A) El paganismo ambiental de una sociedad olvidada de Dios, lo mismo en los países de occidente que en los regímenes marxistas y, por definición, ateos, del este de Europa, con legislaciones anticristianas en materia de matrimonio y de familia.
B) La tendencia cada vez menos reprimida a gozar y consumir, sea como sea, que ha invadido lo mismo a las familias que profesan la fe católica que a las que viven alejadas de ella.
C) El pervertido concepto de la modernidad que relativiza los valores permanentes de la fe y de la moral y entroniza como absolutos ante los que un hombre de hoy tiene que rendirse si quiere aparecer culto, los de libertad, de independencia personal, de realización propia, de sexualidad cerrada en sí misma, etc.
D) El tipo de vida social, económica y profesional que hemos creado en las grandes ciudades, sin sosiego ni serenidad, sin silencio ni meditación, sin convivencia provechosa y alentadora en el seno del hogar; un tipo de vida que es más bien propio de locos, aunque no queramos reconocerlo así, y que favorece el desgaste rápido de las ilusiones fecundas, a las que sustituye con impresiones de los sentidos, pasajeras y fugaces, como entretenimiento liberador del “stress” y la fatiga.

## [Bloque de datos]
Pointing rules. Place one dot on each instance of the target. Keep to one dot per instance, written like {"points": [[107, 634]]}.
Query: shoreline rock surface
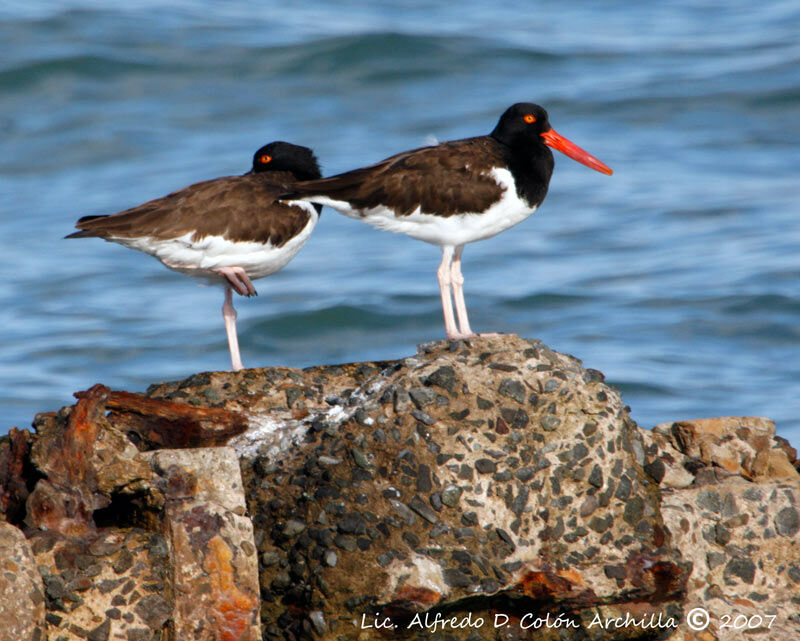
{"points": [[490, 489]]}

## [Tareas pedidas]
A – Según el fragmento sobre la familia, ¿qué le falta al tipo de vida de las grandes ciudades? Haz una lista.
B – Sigue escribiendo el fragmento sobre la familia a partir del punto D.

## [Resultados]
A –
- sosiego
- serenidad
- silencio
- meditación
- convivencia provechosa y alentadora en el seno del hogar

B –
E) La crisis general de la Iglesia, cuyo afán legítimo y obligado de acercamiento al mundo moderno, para comprenderle y valorarle mejor, ha dado origen, en contra de su voluntad, al vaciamiento de los espíritus y la descalcificación de las conciencias. Es como si un avión tuviera que volar de un continente a otro y, para realizar el vuelo con más rapidez, fuese arrojando la carga según atraviesa los cielos: llegaría antes, sin duda, pero llegaría vacío.
F) Por último, aparece con caracteres siniestros, como dificultad para el mantenimiento de la esperanza y la alegría familia, el problema trágico del porvenir de los hijos, más oscuro que nunca a pesar de los esfuerzos abnegados de los padres.
Todo ello, la falta de fe y de robustez moral, el ateísmo práctico, la desvalorización de la vida como don divino, hace que aumenten los divorcios, el aborto, las infidelidades conyugales, las uniones libres y a prueba; y que llegue a cuestionarse el hecho mismo de la institución familiar como una expresión de convivencia humana que ya pasó –dicen– a la historia de los recuerdos propios de una época que se va extinguiendo.
Mas no todo está perdido, ni mucho menos. La Iglesia sigue llamando cada vez con más fuerza y, como el que llama es Dios a través de ella, su voz no será desoída. Es necesario evangelizar. Hay que salir del círculo asfixiante del secularismo y de las visiones a ras de tierra y emprender la marcha, otra vez, hacia la meta de una nueva sociedad cristiana. Esta llamada se formula hoy con esas palabras tan repetidas de Juan Pablo II:¡No tengáis miedo! ¡Abrid las puertas al Redentor! ¡Familia, sé lo que eres!
Es necesario evangelizar, vuelvo a decir.
Matrimonio, familia y evangelización #
Aun reconociendo esas dificultades, la Iglesia llama a las familias, y espera y pide que resurja con fuerza en los hombres y mujeres de nuestro tiempo una actitud de fe que ayude a superarlas y a proclamar con gozo las afirmaciones del Concilio Vaticano II.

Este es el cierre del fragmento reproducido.